SOURCE PASSAGE —
Table 3: Robustness to Drift and Noise (VUS-PR)
| Method | I: Clean | II: Drift | III: Noise | IV: Drift+Noise |
|---|---|---|---|---|
| KShapeAD | 1.000 | 0.982 | 0.802 | 0.624 |
| DeepSVDD | 0.824 | 0.153 | 0.833 | 0.893 |
| MEMTO | 0.782 | 0.028 | 0.121 | 0.031 |
| GBOC | 1.000 | 0.977 | 0.952 | 0.921 |
GBOC achieves the best performance across all four scenarios. Under the most challenging Type IV condition (drift + noise), GBOC (0.921) substantially outperforms KShapeAD (0.624) and MEMTO (0.031), demonstrating strong robustness.
Ablation Study¶
Table 4: Granular-ball Component Ablation (VUS-PR)
| GBC | Pruning | SMD | IOPS | UCR | YAHOO |
|---|---|---|---|---|---|
| ✗ (K-Means) | ✗ | 0.755 | 0.554 | 0.921 | 0.823 |
| ✓ | ✗ | 0.781 | 0.566 | 0.972 | 0.795 |
| ✓ | ✓ | 0.831 | 0.604 | 0.996 | 0.991 |
- Removing granular-ball construction (replaced by K-Means) leads to substantial performance degradation, demonstrating that adaptive density-aware granular-ball construction is superior to fixed cluster structures.
- Removing pruning retains noisy regions and also degrades performance.

DIRECTION A —
In the benchmark excerpt, what VUS-PR score does GBOC reach under the Type IV drift-plus-noise condition?
The benchmark excerpt and the entries were taken from separate sources.

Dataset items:
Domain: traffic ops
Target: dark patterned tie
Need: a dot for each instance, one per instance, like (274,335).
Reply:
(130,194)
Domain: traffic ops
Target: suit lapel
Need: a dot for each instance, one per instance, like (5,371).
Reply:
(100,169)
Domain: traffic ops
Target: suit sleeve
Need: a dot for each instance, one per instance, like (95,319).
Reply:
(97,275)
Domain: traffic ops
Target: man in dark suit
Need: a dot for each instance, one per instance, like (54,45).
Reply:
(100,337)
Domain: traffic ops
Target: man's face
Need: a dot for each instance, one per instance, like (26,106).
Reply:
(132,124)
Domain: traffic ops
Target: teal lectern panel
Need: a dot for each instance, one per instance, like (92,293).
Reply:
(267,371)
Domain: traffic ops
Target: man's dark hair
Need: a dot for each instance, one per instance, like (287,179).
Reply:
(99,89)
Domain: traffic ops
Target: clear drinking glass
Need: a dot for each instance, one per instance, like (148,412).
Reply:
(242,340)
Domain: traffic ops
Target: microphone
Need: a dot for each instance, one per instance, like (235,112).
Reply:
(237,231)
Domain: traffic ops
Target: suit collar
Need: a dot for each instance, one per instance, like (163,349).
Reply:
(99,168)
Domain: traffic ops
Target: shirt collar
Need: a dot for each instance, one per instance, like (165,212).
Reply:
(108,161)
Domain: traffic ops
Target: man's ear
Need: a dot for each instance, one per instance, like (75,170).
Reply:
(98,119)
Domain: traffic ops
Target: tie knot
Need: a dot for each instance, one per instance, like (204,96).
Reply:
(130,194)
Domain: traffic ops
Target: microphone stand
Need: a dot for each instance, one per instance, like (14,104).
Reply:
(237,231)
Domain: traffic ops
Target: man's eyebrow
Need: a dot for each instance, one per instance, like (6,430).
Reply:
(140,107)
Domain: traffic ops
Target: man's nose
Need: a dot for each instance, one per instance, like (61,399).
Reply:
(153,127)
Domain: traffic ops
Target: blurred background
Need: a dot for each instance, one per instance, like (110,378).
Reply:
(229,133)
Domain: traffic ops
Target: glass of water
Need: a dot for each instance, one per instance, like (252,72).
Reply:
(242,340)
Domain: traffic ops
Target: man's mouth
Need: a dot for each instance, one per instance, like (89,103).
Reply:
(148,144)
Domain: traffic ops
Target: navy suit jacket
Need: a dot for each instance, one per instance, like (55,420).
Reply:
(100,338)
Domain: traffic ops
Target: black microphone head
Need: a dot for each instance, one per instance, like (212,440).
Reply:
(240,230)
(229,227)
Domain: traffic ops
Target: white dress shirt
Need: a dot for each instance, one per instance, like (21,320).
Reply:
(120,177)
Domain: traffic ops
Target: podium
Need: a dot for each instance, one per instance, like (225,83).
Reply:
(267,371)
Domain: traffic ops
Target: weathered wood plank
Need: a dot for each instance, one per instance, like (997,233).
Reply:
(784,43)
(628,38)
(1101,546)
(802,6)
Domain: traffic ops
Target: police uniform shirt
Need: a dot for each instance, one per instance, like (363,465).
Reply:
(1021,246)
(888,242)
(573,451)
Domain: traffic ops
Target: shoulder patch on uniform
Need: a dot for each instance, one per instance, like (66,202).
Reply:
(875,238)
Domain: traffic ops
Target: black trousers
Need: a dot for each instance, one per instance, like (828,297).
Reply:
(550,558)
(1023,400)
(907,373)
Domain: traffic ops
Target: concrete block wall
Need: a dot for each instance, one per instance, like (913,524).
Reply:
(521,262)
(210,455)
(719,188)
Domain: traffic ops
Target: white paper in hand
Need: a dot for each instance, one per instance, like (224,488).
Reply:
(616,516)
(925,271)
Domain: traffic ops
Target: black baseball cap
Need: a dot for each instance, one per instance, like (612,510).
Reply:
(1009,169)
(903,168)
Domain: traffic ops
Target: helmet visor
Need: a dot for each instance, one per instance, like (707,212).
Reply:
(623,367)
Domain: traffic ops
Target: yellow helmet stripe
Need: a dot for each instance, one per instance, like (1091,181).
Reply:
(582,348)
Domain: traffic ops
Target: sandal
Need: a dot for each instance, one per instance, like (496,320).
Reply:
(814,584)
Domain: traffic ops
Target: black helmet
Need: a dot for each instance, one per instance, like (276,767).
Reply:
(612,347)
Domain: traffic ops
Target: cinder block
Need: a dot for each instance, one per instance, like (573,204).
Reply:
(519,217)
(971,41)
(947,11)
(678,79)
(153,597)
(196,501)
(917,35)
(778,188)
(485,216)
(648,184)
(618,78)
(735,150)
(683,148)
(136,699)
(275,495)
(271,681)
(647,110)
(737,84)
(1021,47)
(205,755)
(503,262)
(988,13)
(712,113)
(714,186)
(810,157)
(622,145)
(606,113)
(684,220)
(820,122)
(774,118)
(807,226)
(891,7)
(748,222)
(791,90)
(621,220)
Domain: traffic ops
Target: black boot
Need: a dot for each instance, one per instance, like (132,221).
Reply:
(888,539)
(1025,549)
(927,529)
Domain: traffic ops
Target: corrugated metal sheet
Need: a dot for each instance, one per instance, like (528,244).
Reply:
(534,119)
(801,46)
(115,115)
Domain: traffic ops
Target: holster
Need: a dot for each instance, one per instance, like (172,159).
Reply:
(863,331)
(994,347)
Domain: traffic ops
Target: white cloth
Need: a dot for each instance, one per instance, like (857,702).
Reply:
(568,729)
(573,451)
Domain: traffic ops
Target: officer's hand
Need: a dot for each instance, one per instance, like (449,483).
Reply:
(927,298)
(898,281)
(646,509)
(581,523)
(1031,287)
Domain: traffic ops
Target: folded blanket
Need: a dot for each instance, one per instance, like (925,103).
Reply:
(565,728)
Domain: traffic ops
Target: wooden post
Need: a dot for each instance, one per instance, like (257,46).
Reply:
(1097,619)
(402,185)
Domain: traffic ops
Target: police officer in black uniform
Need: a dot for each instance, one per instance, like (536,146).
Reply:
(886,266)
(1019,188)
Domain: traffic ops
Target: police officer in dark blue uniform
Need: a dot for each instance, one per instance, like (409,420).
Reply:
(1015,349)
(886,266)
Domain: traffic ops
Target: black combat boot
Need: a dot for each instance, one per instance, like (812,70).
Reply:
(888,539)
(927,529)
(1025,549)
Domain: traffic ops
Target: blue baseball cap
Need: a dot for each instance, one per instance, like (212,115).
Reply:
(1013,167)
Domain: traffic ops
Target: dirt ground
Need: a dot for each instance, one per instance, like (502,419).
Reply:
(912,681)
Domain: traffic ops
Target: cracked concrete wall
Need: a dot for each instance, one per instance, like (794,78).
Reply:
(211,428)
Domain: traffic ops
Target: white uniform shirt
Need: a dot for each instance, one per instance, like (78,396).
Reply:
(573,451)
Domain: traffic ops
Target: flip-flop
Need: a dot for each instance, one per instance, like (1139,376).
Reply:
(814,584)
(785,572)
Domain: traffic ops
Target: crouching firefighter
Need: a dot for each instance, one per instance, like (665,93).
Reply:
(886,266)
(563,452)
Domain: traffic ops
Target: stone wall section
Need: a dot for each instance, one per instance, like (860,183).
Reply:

DIRECTION B —
Please list every line of the entries that contains the string "helmet".

COMPLETE RESPONSE A —
0.921

COMPLETE RESPONSE B —
Target: helmet visor
Target: yellow helmet stripe
Target: black helmet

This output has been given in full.